**TASK SET**
- A) Copy the gear-cutting thread word for word, starting with "I am based in" and going on through "asked on equipment.".
- B) Carry on the forum thread about gear cutting from the point where it stops.

# start of SELECTED EXCERPT

Are you metric or imperial? If you can, choose one and stick to it. I'm metric, but DP is a better choice for anyone building to old UK plans, modern US, or renovating older UK machines.

DP and Module are both ways of relating the number of teeth to the diameter of the wheel. DP is more obvious because a 2" diameter gear with 40 teeth is 40/2=20DP. A 20 DP cutter is needed to cut teeth of the correct size to fit that diameter. Sums have to be done in order for teeth to mesh with different diameters or different cutters.

I recommend a book, wet-towel and Paracetamol. Ivan Law's "Gears and Gear Cutting", No 17 in the Workshop Practice Series is good except it skimps over Module. Not a big problem, but it's annoying for a metric fan to learn Module via DP. The book covers theory and practice, including how to make them in a slim volume. Different book needed if the gears are for a clock rather than power transmission.

Wet-towel and Paracetamol suggested because gears are more mathematical than most Model Engineering jobs and there's a lot to it.

Dave

Would you please advise how we might measure that diameter to make that calculation?

If you edit your post so it says 'pitch' before diameter, it will be factually correct, otherwise it is highly misleading.

Yes that's correct for pitch diameter but not outside diameter.

Wow....thanks for the rapid responses everyone, this is clearly a topic of interest to many!

I have purchased the mentioned book "Gears and Gear Cutting" but am only part way through reading it and hence some of my questions may get answered, i am not sure. However much of what i have read to date on the internet centers around how to match to an existing gear rather than where to start if you are cutting your own and can choose any range.

I am based in Canada (dictates either module or DP i guess) but i tend to make Stuart type engines and will be lining up the Reeves ME Beam at some point that has a couple of gears....that gives you an idea of the physical size and application i have in mind. I certainly can't see me making any true power transmission type applications and so that i guess rules out the low number DP (or high Module?).

I run a Myford Super 7B and a fairly small mill since someone asked on equipment.

The comment about module gears off the shelf being more readily available is interesting - that might point me this way if only because there is a higher chance of being able to make a gear for something thats broke on 'whatever' compared with DP.....

I guess i was hoping to to get down to buying the set of 8 of DPxx or Module xx which would cover 90% of needs. perhaps more thinking is required!

A few comments if I may:

In the model engineering world pressure angle is immaterial provided both meshing gears are the same. Modern gears are 20 degrees.

# end of SELECTED EXCERPT
# start of DATA PROVIDED

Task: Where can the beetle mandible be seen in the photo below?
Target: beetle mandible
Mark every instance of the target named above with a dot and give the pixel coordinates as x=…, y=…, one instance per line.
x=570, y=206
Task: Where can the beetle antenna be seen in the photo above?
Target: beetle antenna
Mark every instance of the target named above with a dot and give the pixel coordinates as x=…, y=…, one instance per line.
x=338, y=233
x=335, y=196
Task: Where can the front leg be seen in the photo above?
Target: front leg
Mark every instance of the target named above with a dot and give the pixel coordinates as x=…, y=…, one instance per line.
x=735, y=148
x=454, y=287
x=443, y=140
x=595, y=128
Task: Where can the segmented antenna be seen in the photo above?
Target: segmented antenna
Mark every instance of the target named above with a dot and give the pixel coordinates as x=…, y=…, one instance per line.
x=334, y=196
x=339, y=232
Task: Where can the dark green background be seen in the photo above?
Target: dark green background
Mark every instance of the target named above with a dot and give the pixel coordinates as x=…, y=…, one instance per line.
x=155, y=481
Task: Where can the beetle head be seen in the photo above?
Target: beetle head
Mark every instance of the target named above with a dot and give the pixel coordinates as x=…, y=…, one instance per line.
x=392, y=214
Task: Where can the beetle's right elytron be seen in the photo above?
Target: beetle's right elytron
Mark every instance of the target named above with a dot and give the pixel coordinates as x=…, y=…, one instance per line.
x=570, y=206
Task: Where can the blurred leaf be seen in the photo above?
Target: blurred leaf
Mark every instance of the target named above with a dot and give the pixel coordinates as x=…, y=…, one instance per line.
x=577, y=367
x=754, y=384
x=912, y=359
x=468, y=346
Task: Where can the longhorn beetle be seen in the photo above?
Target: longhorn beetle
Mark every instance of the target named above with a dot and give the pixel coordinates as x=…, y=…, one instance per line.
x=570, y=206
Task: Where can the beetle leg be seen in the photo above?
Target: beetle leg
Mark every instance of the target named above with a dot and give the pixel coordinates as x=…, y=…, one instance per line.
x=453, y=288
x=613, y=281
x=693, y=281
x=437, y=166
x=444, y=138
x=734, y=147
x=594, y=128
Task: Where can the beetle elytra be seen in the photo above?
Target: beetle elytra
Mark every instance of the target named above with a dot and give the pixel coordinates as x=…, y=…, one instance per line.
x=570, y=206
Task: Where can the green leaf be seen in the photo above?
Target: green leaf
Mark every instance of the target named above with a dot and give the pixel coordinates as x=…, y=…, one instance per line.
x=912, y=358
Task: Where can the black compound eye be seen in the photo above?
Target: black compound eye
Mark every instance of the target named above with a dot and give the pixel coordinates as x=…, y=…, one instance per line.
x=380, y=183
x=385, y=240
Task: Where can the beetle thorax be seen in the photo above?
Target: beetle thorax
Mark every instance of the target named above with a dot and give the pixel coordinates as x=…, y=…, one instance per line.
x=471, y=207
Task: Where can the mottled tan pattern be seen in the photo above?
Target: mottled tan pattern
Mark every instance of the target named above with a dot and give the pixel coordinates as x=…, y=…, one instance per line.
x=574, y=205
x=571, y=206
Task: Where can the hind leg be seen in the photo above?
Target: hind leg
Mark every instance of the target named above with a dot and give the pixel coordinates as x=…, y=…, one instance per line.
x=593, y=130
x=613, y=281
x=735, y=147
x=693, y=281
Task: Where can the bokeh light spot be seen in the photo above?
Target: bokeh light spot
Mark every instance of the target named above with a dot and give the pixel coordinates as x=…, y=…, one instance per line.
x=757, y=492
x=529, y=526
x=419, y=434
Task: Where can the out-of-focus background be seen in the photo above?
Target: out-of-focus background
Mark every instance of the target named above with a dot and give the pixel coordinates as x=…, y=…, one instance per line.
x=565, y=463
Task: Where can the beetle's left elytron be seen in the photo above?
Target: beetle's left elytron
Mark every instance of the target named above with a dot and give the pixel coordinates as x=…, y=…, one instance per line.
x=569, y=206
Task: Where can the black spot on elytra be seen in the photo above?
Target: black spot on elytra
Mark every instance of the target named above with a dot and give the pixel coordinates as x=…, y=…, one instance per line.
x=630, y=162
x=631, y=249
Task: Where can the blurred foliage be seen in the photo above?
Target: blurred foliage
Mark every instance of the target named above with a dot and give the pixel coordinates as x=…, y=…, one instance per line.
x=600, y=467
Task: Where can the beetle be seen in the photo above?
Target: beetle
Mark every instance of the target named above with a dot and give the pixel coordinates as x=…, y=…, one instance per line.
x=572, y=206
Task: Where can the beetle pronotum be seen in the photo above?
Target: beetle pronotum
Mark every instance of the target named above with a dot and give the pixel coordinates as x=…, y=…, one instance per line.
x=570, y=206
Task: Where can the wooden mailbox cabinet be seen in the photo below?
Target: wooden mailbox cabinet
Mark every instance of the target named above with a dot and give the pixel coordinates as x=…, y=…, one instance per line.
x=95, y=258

# end of DATA PROVIDED

**THE RESPONSES**
- A)
I am based in Canada (dictates either module or DP i guess) but i tend to make Stuart type engines and will be lining up the Reeves ME Beam at some point that has a couple of gears....that gives you an idea of the physical size and application i have in mind. I certainly can't see me making any true power transmission type applications and so that i guess rules out the low number DP (or high Module?).

I run a Myford Super 7B and a fairly small mill since someone asked on equipment.

- B)
Module and DP gears are both involute and are the same form. For example: 32DP gears are identical to 0.794 (25.4/32) Module and 0.8 Module gears are identical 31.75 DP ( 25.4/0.8). Just use the correct number in your calculations

The important numbers for the design are the gear ratio and the distance between the centres of the gears.

The cheapest sets of gears are 20PA Module gears from China and that it what I use even though all the designs I have made are in Imperial units. I adjust the numbers of teeth of my chosen gears to give the ratio required that results in gears that are a similar diameter to the gears specified in the design and then adjust the centre distance accordingly.

Lets take the example of a design that calls for 48DP gears giving a 2:1 ratio with 32 and 16 teeth

PD= 32/48 and 16/48 which is 0.667" and 0.333" therefore a centre to centre distance of 0.500"

Instead of 48 DP we will use 0.5 Module which are the same as 50.8DP

Because the 50.8DP gears will be a little smaller diameter than 48 DP we can add some teeth to give the same ratio and a similar diameter. We can try 34 and 17.

PD= 34/50.8 and 17/50.8 which is 0.669" and 0.334" therefore a centre to centre distance of 0.501"

On the Hoglet I am building at the moment the design of the cam drive calls for 40 and 20 tooth 32DP gears. I shall use 0.8 Module (31.75 DP) but keep the tooth numbers the same. Using the DP gears the centre distance is 0.938" but using the Module gears the centre distance needs to be changed slightly to 0.945".

I hope this helps, the math(s) really isn't that complicated. I used the 0.8M gears for the Farm Boy, the Hoglet and, indeed, for the helical gears for the Wyvern. 0.8M is good size if you are into i.c. engines that are made on a Myford.

Rod

20dp 20pa gears are used on Minnie, which is a 1" to the foot model, now they don't have to be 20pa, the pa was chosen due to the availability of gears off the shelf. It would however look wrong if 16dp had been used.

Don't forget that what ever your chosen dividing system is there will be various numbers of teeth which cannot be derived. There are tables on the web that show the gaps check with more than one table and dry run the teeth with a felt tip before cutting to spot any errors. It's tedious and slow, but avoids later disappointment.

If a model needs a 2:1 ratio for timing etc you can't change the ratio, if it's to a winding drum or wheels etc then it doesn't really matter and 2 and bit :1 will be OK.

Normally, we are dealing with spur gears, where the cutter / blank movement is parallel to the axis of the gear and the shaft on which it will be mounted.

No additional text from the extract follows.